Task description. What follows are records. Restate all of them word for word.
********
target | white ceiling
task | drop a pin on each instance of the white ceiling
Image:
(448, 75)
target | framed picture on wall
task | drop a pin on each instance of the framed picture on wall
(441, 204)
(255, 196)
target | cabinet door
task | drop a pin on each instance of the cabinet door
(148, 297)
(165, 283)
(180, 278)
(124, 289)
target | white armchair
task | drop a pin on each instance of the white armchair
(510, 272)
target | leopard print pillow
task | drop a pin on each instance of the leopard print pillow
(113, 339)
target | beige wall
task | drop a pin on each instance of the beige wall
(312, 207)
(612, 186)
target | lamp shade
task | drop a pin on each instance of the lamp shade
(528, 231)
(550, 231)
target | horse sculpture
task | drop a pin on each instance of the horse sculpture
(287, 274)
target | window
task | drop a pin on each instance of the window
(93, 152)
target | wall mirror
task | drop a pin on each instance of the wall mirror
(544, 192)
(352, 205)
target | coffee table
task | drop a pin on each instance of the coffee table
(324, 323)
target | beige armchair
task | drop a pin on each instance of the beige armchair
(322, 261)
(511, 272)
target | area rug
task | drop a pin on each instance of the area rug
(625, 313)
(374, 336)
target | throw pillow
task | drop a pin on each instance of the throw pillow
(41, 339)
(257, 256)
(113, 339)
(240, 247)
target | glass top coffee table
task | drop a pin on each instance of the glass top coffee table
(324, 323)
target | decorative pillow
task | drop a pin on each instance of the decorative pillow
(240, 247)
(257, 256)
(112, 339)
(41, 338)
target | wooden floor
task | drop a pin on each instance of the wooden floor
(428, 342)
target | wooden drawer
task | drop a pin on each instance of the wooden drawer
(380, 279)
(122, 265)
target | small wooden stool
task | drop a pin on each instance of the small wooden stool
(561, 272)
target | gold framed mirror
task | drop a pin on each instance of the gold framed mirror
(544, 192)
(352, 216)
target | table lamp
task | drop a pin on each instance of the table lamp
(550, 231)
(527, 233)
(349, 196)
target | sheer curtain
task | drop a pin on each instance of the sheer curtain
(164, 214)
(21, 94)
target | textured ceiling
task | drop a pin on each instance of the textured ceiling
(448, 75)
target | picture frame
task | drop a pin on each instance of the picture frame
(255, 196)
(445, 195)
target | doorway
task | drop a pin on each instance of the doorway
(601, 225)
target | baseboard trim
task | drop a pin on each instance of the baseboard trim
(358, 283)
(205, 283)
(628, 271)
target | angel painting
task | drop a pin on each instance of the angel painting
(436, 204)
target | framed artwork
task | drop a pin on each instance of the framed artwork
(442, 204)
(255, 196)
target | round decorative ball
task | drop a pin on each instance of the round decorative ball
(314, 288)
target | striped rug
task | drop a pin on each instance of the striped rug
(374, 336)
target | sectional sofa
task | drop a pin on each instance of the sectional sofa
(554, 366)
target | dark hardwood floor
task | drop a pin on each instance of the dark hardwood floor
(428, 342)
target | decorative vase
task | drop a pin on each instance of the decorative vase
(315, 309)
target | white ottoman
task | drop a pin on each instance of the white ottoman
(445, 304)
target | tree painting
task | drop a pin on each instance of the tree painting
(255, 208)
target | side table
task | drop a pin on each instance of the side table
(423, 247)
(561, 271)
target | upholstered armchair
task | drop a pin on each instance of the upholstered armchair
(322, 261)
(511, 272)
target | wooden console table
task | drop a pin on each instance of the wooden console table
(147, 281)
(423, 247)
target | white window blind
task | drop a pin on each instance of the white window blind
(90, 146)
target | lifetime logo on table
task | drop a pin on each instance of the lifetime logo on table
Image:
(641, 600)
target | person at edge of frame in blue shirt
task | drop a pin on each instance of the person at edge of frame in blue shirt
********
Output below.
target | white ceiling
task | drop a pin on each instance of the white ceiling
Image:
(448, 75)
target | framed picture on wall
task | drop a pin on each instance of the framed picture on wall
(441, 204)
(255, 196)
target | cabinet door
task | drop a pin on each instance of the cabinet door
(148, 297)
(165, 283)
(180, 278)
(124, 289)
target | white armchair
task | drop a pin on each instance of the white armchair
(510, 272)
target | leopard print pillow
task | drop a pin on each instance of the leopard print pillow
(113, 339)
target | beige wall
task | drop a pin on each instance of the beige wall
(312, 207)
(612, 186)
target | lamp shade
task | drop a pin on each instance of the lamp shade
(528, 231)
(550, 231)
target | horse sculpture
task | drop a pin on each instance of the horse sculpture
(287, 274)
target | window
task | drop a pin on each instance of the window
(93, 152)
target | wall mirror
task | drop a pin on each instance of the wall mirror
(544, 192)
(352, 205)
target | coffee table
task | drop a pin on each instance of the coffee table
(324, 323)
target | beige armchair
task | drop a pin on each instance of the beige armchair
(322, 261)
(511, 272)
target | area rug
task | drop a pin on each instance of the area rug
(625, 313)
(374, 336)
target | throw pillow
task | drop a pin on each instance of the throw pillow
(41, 339)
(257, 256)
(113, 339)
(240, 247)
target | glass top coffee table
task | drop a pin on each instance of the glass top coffee table
(324, 323)
target | decorative pillow
task | drop a pin on each instance of the decorative pillow
(240, 247)
(257, 256)
(112, 339)
(41, 338)
target | wooden floor
task | drop a pin on each instance of the wooden floor
(428, 342)
target | wooden drawer
task | drop a pin on each instance of the wooden drawer
(380, 279)
(122, 265)
target | small wooden stool
task | drop a pin on each instance of the small wooden stool
(561, 272)
target | gold framed mirror
task | drop a pin on each instance of the gold framed mirror
(544, 192)
(352, 216)
target | table lamp
task | drop a pin on each instance of the table lamp
(550, 231)
(527, 233)
(349, 196)
target | sheer curtain
task | drop a pin on each instance of the sheer curtain
(164, 214)
(21, 94)
target | textured ceiling
task | drop a pin on each instance of the textured ceiling
(448, 75)
target | picture frame
task | drop a pin on each instance of the picture frame
(255, 196)
(445, 195)
target | doorway
task | drop a pin on each instance of the doorway
(601, 225)
target | baseboard trim
task | drop a pin on each instance of the baseboard trim
(358, 283)
(205, 283)
(628, 271)
target | angel painting
task | drop a pin on each instance of the angel painting
(436, 204)
target | framed artwork
task | drop a pin on each instance of the framed artwork
(442, 204)
(255, 196)
target | round decorative ball
task | drop a pin on each instance of the round decorative ball
(314, 288)
target | striped rug
task | drop a pin on each instance of the striped rug
(374, 336)
target | sectional sofa
task | drop a pin on each instance of the sectional sofa
(554, 366)
target | dark hardwood floor
task | drop a pin on each instance of the dark hardwood floor
(428, 342)
target | decorative vase
task | drop a pin on each instance of the decorative vase
(315, 309)
target | white ottoman
task | drop a pin on each instance of the white ottoman
(445, 304)
target | tree painting
task | drop a pin on each instance of the tree painting
(255, 208)
target | side table
task | drop a pin on each instance of the side table
(423, 247)
(561, 271)
target | upholstered armchair
task | drop a pin on each instance of the upholstered armchair
(322, 261)
(511, 272)
target | wooden console table
task | drop a pin on each instance of the wooden console table
(147, 281)
(423, 247)
target | white window blind
task | drop a pin on each instance of the white window blind
(90, 146)
target | lifetime logo on table
task | drop a pin on each instance of the lifetime logo on table
Image:
(641, 600)
target | person at edge of frame in blue shirt
task | drop a pin on each instance of the person at edge of frame in blue shirt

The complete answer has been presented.